Exclude the pictures, then repeat the remaining data exactly.

— START OF Data —

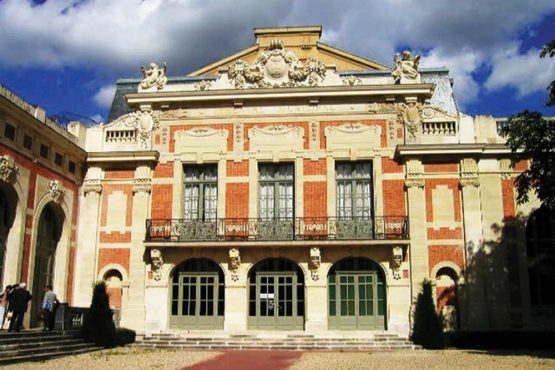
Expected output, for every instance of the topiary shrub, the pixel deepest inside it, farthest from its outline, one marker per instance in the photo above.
(427, 330)
(98, 324)
(124, 336)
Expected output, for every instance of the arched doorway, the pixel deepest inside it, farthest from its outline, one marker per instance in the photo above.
(48, 234)
(540, 248)
(276, 295)
(197, 295)
(8, 203)
(446, 293)
(356, 295)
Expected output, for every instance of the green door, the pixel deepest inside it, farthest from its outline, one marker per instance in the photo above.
(356, 300)
(276, 299)
(197, 299)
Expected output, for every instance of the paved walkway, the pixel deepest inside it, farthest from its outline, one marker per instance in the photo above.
(250, 360)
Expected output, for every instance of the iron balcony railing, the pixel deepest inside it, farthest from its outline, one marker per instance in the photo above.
(255, 229)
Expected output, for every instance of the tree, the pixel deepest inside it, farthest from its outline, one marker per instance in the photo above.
(530, 136)
(98, 324)
(427, 329)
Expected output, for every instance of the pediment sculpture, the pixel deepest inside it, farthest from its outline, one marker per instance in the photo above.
(405, 68)
(154, 76)
(276, 67)
(142, 122)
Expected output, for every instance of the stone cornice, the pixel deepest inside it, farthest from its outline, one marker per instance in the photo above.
(424, 90)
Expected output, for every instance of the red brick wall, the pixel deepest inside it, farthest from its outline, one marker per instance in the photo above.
(237, 200)
(118, 256)
(237, 168)
(315, 199)
(394, 198)
(311, 167)
(162, 198)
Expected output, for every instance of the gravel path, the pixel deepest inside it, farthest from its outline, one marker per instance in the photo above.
(429, 360)
(120, 358)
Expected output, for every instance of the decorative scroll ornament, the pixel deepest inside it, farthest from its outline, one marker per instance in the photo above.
(396, 262)
(143, 122)
(154, 76)
(405, 69)
(351, 80)
(8, 170)
(276, 67)
(315, 262)
(56, 190)
(156, 263)
(234, 263)
(92, 186)
(203, 85)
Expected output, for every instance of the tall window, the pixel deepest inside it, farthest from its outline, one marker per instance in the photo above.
(276, 192)
(354, 190)
(201, 193)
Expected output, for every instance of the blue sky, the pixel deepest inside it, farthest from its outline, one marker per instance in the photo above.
(66, 55)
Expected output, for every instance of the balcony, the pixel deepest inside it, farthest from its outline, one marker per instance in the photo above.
(254, 229)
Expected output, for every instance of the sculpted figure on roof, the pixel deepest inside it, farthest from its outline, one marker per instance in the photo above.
(154, 76)
(276, 67)
(405, 69)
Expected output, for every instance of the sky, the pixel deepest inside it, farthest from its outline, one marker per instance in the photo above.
(66, 55)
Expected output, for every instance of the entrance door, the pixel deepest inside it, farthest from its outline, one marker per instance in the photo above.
(356, 300)
(276, 298)
(197, 300)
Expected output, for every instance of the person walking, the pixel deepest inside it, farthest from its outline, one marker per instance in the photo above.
(18, 300)
(49, 304)
(4, 305)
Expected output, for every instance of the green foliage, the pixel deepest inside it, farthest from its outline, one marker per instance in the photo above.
(530, 136)
(98, 324)
(124, 336)
(427, 330)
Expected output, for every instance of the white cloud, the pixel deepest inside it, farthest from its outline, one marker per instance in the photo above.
(113, 38)
(103, 98)
(527, 73)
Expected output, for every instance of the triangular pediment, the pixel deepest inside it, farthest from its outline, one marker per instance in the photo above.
(304, 42)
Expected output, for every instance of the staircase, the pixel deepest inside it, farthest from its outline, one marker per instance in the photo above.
(36, 345)
(267, 341)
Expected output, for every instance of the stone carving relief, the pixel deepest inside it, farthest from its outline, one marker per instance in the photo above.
(276, 67)
(396, 262)
(234, 263)
(8, 170)
(314, 264)
(56, 190)
(203, 85)
(154, 76)
(351, 80)
(142, 123)
(405, 68)
(156, 263)
(469, 173)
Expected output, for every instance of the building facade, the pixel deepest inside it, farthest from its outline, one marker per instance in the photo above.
(290, 186)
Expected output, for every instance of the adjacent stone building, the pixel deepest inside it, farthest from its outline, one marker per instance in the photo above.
(289, 186)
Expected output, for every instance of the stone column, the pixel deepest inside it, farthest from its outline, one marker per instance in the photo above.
(417, 222)
(87, 241)
(133, 316)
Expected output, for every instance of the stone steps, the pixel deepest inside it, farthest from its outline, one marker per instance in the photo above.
(40, 346)
(293, 342)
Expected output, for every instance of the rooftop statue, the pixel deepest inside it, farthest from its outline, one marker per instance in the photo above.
(406, 68)
(154, 76)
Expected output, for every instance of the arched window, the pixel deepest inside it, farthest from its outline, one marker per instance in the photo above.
(540, 247)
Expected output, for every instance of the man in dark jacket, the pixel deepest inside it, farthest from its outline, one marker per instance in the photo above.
(18, 300)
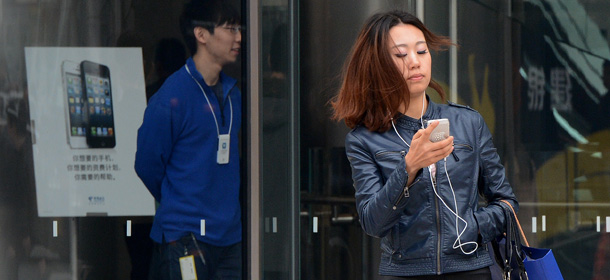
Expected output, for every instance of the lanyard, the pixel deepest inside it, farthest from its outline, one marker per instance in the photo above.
(209, 104)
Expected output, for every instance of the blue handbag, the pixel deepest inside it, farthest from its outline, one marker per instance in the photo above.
(518, 260)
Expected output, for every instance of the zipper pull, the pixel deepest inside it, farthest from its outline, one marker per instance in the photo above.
(455, 156)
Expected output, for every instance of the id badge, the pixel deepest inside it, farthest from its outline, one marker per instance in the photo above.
(187, 268)
(224, 141)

— END OF Data —

→ Answer to this problem
Expected output, for every instance of the topiary shrub, the pixel deepest inside it, farthest from its outline, one marker per instance in the photo above.
(427, 330)
(98, 324)
(124, 336)
Expected output, for every instance of the arched doorway, the pixel deepest inside it, farthest from its outline, one marker per instance in the photo above.
(48, 234)
(540, 248)
(276, 295)
(197, 295)
(8, 203)
(446, 293)
(356, 295)
Expected output, for every instance of the green door, the pixel deepest inside it, farthest from its outline, one marker per instance in the photo above.
(356, 300)
(276, 299)
(197, 299)
Expected output, for every instance of the paved walkway, the pixel deepest inside it, farthest from its outline, one marker per instance in the photo above.
(250, 360)
Expected output, for every instance of the iron balcony railing, the pixel deepest inside it, farthest from its outline, one marker per instance in the photo above.
(255, 229)
Expected output, for every instance of the tree, the pixel deepest inside it, farthest from its outline, one marker per instance in the photo above.
(530, 136)
(98, 324)
(427, 329)
Expected output, for every instance of the pediment sculpture, the pixel deepest inside it, farthest from its outline, one marker per instance in the photo above.
(405, 68)
(154, 76)
(276, 67)
(142, 122)
Expected output, for every instance of the stone cornice, the pixel deepest inside it, farthest from its outline, one marker per instance in the photo above.
(424, 90)
Expected output, for every instance of the red brick wall, the pixel deepest inside it, farthest from its outline, one marker per instance in the photo above.
(237, 200)
(118, 256)
(237, 168)
(315, 199)
(394, 198)
(311, 167)
(162, 198)
Expected output, for every instance of the gravel path, the pixel deepest inside it, farthest from its outline, one marker per instance in the photo above.
(429, 360)
(120, 358)
Expected output, for every instance of the decorative scroll ornament, the pixel deepest inside it, farthest from its outline, one marker per instance in the photo above.
(396, 262)
(143, 122)
(154, 76)
(405, 69)
(351, 80)
(8, 170)
(276, 67)
(315, 262)
(56, 190)
(156, 263)
(234, 263)
(92, 186)
(203, 85)
Expected output, for every instance of the tall window, the pixel deepest inside it, farthest from its outline, one marker per instance in the photo above.
(276, 192)
(354, 190)
(201, 193)
Expected output, for every instance of the blue sky, the pixel deepest inside it, farthest from its outline, one marker per instance in the photo above.
(66, 55)
Expected output, for every instance of the balcony, the pixel deepest inside it, farthest from its outline, one marker per instance in the photo above.
(254, 229)
Expected output, for every instance of the sculpted figure on roof, the pixel deepest inside it, farthest from its outline, one marker per instance in the photo above.
(154, 76)
(276, 67)
(405, 69)
Expected output, for every instance of the sky, the pixel deepest inside it, farthest from its outline, one marker per instance in the photo above.
(66, 55)
Expected output, for every instance of the entrance door, the pixel deepest inside it, farthest from its outline, one marker per instance in the photo above.
(356, 300)
(276, 298)
(197, 300)
Expected output, for every instance of the person walking, the pixel deepest inside it, farthest from its outline, one marker per instance in the photo above.
(18, 300)
(49, 304)
(4, 305)
Expected output, for every instance of the green foliage, the pixel deepest inside it, farthest from its outline, one marker per instance in the photo above.
(530, 136)
(98, 324)
(124, 336)
(427, 330)
Expected output, for every instance of the white cloud, the pixel deepest inside it, farthest from its outline, one marker per instance in the photo above.
(113, 38)
(103, 98)
(527, 73)
Expected output, for every instance of the triangular pediment, the pixel deepest inside it, farthest from its outline, one marker per instance in the photo above.
(304, 42)
Expected output, for every instance of the staircase, the pixel deepest inside it, farthest from its outline, one marker per instance in the photo above.
(36, 345)
(267, 341)
Expected output, for every instance of the stone carving relief, the pixel deepest inside it, farthest from its outline, one marker per instance in the photo above.
(276, 67)
(396, 262)
(234, 263)
(8, 170)
(314, 264)
(56, 190)
(203, 85)
(154, 76)
(351, 80)
(142, 123)
(405, 68)
(156, 263)
(469, 173)
Expected output, for every instance of the building facade, the pixel deepest inside it, farthest from its outline, one marker per instance in the photo above.
(290, 186)
Expected output, for every instance of the adjacent stone building, the pixel deepest inside it, farthest from its outline, one marker per instance in the photo above.
(289, 186)
Expected output, for every instance of the stone column, the pixel deepest inside it, farthest from its outline, one marker per instance in the photo above.
(417, 222)
(87, 241)
(133, 316)
Expected output, for every instance of the stone steps, the pixel deepest inside it, farthest from its outline, one marker per instance in the photo above.
(40, 346)
(293, 342)
Expected output, for every instance of the rooftop statue, the pixel deepest inside it, farthest from its outline, one marker per instance in the photo above.
(406, 68)
(154, 76)
Expected output, for every instance of the arched window, the pixel deepest inside it, farthest from its outline, one marker per instance in the photo above.
(540, 247)
Expected output, for every instance of the man in dark jacket, the pixel deepest inside it, farthest from its outline, one marker per instance in the photo above.
(18, 300)
Expected output, for every instance of the lanyard, the pixel deepest inside it, farthest from its outline, one marker per instance in the photo above.
(209, 104)
Expected output, for every instance of the blue handbag, the pixel deepest inside it, farthest from its outline, one marker per instance in the photo above.
(518, 260)
Expected output, for every instance of the zipper pull, the pixel deepest inside it, farthest from its outline, one marker per instance in the photo above.
(455, 156)
Expected output, for every instance of the id badge, the pixel deepest inside it, farthest from its outline, one marker per instance in the photo above.
(187, 268)
(224, 141)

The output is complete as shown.